GIVEN TASK A: From the forum thread on PA hiss, copy word for word the part starting at "How do you have" and ending at "for the vocals?".

# PA system noise reduction?



## wretchedspawn

What are my options for reducing the hiss coming from the PA system? With our setup we had it where it was completely silent when we weren't playing. But now, since we have a vocalist, everytime there is a stop or in between songs the hiss from the PA drives me crazy....even when its only there a little. So what can I do?
Thanks.

~Garret


----------



## MF_Kitten

get a volume pedal for the microphone maybe? so when he´s not singing, he can turn it down...


----------



## wretchedspawn

Though that would eliminate noise from the mic it isn't going to eliminate the noise from the PA itself, which is where about 95% of the noise is coming from.


----------



## MF_Kitten

well, then it´s just a noisy PA i guess... maybe the problem is that the mic signal coming in to the PA is too low, and you have to turn it up to get the right volume, thereby making hiss... if you try to turn the mic signal going IN to the pa up, but not too much, you don´t want it all distorted, then you´ll get more mic sound, less PA noise...


----------



## wretchedspawn

I'll give that a shot.


----------



## MF_Kitten

well? what happened?


----------



## Tombinator

I know that dirty preamps and any of the pots in the signal chain can cause unwanted noise. Using outboard equalizers, then finding the proper frequency and cutting it out can also help. Could also be the cables.

How do you have everything hooked up? Are you running this through the FoH?


----------



## Christopher

Sounds like a gain staging issue. My best assumption guess is that the PA you're using doesn't have nearly enough horsepower to keep up with the back line and so you have to gain the vocal mic up to extremes to keep up. More gain will bring up the noise floor.

Can you give us a quick and dirty on the system?

What mic are you using for the vocals?

What does the back line look like?

Are you having feedback issues as well?

Is the noise hiss or hum?


----------

GIVEN TASK B: Make a numbered list of the lines in the listing, starting at the line containing "water** -> simplified polygon, straight edges between vertices" and ending at the last line of the listing. Skip any blank lines.

MATERIAL SHOWN:
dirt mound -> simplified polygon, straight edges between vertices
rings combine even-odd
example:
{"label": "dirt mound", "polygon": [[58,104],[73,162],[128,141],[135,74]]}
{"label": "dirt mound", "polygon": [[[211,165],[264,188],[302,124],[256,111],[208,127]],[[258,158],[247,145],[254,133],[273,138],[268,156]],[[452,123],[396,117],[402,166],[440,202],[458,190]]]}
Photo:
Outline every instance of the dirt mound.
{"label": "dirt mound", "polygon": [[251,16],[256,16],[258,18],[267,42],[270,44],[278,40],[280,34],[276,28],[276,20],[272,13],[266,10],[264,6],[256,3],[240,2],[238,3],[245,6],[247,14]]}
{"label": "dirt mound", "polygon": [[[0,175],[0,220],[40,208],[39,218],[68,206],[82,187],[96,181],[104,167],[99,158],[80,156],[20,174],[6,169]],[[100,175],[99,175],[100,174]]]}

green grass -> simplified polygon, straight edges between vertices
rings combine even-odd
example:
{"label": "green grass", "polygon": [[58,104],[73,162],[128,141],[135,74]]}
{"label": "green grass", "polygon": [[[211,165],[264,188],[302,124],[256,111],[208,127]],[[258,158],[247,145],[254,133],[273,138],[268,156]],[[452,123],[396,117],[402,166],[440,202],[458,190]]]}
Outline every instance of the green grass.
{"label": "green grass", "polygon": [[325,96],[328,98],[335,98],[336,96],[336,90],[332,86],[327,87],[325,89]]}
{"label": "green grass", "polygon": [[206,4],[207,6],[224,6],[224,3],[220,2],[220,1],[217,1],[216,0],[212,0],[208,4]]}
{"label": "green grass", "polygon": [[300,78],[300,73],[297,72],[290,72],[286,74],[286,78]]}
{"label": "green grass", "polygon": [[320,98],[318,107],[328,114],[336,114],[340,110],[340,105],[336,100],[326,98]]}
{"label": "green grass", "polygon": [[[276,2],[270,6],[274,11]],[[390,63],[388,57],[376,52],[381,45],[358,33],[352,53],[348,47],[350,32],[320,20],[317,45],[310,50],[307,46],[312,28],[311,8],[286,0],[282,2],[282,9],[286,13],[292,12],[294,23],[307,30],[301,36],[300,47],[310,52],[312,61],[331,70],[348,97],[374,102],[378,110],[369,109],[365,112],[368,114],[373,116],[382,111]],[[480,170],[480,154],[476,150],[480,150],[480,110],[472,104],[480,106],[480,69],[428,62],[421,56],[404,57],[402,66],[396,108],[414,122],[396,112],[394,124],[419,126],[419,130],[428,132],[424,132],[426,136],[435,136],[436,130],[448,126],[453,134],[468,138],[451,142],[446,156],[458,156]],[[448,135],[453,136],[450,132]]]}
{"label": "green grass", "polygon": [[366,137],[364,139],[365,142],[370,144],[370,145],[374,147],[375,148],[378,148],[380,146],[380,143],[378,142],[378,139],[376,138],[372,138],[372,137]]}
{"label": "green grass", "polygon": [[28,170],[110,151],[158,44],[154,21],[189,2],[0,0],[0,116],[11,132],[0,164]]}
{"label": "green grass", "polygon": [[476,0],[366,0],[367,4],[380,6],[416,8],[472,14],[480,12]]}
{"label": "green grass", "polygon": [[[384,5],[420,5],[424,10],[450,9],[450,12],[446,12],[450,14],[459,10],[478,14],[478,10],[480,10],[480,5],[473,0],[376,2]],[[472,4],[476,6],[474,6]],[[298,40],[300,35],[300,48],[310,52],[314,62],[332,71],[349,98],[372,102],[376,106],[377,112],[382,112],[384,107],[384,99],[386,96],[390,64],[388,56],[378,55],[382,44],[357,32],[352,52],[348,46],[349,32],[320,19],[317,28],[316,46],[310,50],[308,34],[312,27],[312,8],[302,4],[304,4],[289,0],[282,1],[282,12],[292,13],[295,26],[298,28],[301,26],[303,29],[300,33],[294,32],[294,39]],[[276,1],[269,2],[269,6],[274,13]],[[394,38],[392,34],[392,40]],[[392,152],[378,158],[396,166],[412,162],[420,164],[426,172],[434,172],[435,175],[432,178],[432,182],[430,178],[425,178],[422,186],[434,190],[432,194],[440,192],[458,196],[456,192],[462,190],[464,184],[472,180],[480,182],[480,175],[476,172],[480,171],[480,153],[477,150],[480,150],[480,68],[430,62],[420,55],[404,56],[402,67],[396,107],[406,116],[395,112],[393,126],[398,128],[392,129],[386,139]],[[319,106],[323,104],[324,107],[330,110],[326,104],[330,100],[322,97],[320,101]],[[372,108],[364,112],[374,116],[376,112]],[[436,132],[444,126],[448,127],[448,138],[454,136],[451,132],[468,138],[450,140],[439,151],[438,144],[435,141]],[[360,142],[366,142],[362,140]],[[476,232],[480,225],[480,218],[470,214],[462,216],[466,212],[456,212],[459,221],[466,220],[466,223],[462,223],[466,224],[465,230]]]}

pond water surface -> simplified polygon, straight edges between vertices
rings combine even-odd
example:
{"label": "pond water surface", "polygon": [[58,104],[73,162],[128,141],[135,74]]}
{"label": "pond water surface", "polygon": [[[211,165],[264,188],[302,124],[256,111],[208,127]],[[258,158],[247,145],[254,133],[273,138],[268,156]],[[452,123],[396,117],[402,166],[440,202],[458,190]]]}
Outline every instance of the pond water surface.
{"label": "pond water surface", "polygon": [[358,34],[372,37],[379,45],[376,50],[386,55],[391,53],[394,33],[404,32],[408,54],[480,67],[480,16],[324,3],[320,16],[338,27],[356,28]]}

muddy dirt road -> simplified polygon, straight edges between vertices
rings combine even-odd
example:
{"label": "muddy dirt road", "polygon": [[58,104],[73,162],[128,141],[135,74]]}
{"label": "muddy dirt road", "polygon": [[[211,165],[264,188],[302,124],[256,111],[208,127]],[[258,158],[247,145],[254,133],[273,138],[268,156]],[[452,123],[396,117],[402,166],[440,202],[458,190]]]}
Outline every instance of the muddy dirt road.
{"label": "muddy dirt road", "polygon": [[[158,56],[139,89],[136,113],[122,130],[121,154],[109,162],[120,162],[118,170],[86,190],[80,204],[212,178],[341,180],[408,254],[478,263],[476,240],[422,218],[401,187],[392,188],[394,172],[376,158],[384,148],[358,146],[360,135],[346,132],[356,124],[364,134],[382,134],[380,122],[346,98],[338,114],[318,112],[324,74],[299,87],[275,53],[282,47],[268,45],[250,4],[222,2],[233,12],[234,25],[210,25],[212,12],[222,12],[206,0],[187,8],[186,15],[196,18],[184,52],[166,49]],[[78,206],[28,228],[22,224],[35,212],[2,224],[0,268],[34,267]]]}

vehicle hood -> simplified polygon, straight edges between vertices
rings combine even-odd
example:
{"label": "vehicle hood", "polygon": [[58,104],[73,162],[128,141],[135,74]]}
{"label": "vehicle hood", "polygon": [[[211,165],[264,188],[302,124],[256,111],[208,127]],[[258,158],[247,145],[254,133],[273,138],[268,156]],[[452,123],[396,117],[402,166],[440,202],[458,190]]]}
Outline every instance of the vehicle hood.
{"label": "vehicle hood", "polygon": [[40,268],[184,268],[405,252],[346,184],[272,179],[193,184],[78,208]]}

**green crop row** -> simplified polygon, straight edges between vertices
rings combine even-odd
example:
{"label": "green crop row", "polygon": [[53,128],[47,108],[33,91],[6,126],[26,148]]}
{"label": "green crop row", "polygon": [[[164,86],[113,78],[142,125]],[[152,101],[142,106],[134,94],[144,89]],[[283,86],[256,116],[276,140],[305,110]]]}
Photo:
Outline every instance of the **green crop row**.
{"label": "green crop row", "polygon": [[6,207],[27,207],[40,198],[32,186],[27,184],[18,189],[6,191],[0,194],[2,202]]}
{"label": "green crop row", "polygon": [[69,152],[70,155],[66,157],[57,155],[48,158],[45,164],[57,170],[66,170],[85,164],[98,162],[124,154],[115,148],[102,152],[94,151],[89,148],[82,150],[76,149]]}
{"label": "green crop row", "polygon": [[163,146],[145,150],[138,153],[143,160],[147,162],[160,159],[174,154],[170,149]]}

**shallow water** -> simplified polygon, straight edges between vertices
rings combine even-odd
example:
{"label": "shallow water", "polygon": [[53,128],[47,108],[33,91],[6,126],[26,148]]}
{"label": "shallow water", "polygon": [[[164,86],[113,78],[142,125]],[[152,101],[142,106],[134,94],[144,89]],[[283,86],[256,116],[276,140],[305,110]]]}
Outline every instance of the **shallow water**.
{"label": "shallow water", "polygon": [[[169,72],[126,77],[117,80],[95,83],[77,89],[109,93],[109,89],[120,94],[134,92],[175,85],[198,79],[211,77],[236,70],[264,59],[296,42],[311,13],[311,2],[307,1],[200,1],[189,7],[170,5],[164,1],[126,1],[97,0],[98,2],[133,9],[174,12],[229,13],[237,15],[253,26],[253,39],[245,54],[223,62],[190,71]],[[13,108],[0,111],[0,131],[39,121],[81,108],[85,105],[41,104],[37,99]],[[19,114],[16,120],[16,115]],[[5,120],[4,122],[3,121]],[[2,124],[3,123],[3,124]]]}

FINISHED ANSWER A:
How do you have everything hooked up? Are you running this through the FoH?


----------



## Christopher

Sounds like a gain staging issue. My best assumption guess is that the PA you're using doesn't have nearly enough horsepower to keep up with the back line and so you have to gain the vocal mic up to extremes to keep up. More gain will bring up the noise floor.

Can you give us a quick and dirty on the system?

What mic are you using for the vocals?

FINISHED ANSWER B:
1. **shallow water** -> simplified polygon, straight edges between vertices
2. rings combine even-odd
3. example:
4. {"label": "shallow water", "polygon": [[53,128],[47,108],[33,91],[6,126],[26,148]]}
5. {"label": "shallow water", "polygon": [[[164,86],[113,78],[142,125]],[[152,101],[142,106],[134,94],[144,89]],[[283,86],[256,116],[276,140],[305,110]]]}
6. Outline every instance of the **shallow water**.
7. {"label": "shallow water", "polygon": [[[169,72],[126,77],[117,80],[95,83],[77,89],[109,93],[109,89],[120,94],[134,92],[175,85],[198,79],[211,77],[236,70],[264,59],[296,42],[311,13],[311,2],[307,1],[200,1],[189,7],[170,5],[164,1],[126,1],[97,0],[98,2],[133,9],[174,12],[229,13],[237,15],[253,26],[253,39],[245,54],[223,62],[190,71]],[[13,108],[0,111],[0,131],[39,121],[81,108],[85,105],[41,104],[37,99]],[[19,114],[16,120],[16,115]],[[5,120],[4,122],[3,121]],[[2,124],[3,123],[3,124]]]}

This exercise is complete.